Parts of the exercise:
1. From the excerpt on SpA diagnosis below, list the three commercially available FC assays performed on each sample, including each one's maker.
2. According to the excerpt on SpA diagnosis, how many of the 99 patients received a final SpA diagnosis?

[[ Excerpt to read, beginning ]]

In daily practice, the diagnosis of SpA based on the Assessment of Spondyloarthritis international Society (ASAS) criteria is hampered by a relative low sensitivity of 79.5%⁷. We wondered whether the analysis of FC could add value to the diagnostic process of SpA.

We therefore quantified FC in 99 adult patients who for the first time presented with a clinical suspicion of SpA. Final SpA diagnosis (n = 52) was based on expert opinion. Patients were asked to discontinue intake of nonsteroidal antiinflammatory drugs 2 weeks before sample collection, and patients previously diagnosed with IBD were excluded. Three commercially available FC assays (Quantum Blue Calprotectin, Bühlmann; QUANTA Lite Calprotectin Extended Range, Inova Diagnostics; LIAISON Calprotectin, DiaSorin) were performed on each sample.

[[ Excerpt to read, end ]]
[[ Dataset excerpts, beginning ]]

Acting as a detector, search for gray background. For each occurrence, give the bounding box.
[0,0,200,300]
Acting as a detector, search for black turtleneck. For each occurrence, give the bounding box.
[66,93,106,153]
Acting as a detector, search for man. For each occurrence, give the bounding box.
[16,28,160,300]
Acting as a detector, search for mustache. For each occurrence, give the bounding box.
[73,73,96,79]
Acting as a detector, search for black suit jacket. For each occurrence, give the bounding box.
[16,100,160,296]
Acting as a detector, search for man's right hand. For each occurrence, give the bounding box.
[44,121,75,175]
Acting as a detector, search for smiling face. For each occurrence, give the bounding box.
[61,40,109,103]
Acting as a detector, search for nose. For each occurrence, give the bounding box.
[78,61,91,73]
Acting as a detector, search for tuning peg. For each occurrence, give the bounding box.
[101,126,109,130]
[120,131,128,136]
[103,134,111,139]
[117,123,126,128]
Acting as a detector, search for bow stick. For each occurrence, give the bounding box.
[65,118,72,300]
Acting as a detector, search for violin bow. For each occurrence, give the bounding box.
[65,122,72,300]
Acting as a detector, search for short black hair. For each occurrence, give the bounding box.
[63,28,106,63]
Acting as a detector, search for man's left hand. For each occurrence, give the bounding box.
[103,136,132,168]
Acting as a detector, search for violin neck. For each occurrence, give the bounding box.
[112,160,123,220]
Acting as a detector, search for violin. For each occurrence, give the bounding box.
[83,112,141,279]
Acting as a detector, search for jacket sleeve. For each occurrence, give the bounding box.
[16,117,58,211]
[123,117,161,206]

[[ Dataset excerpts, end ]]

Answers to the problems:
1.
- Quantum Blue Calprotectin, Bühlmann
- QUANTA Lite Calprotectin Extended Range, Inova Diagnostics
- LIAISON Calprotectin, DiaSorin

2. 52 patients, with the diagnosis based on expert opinion.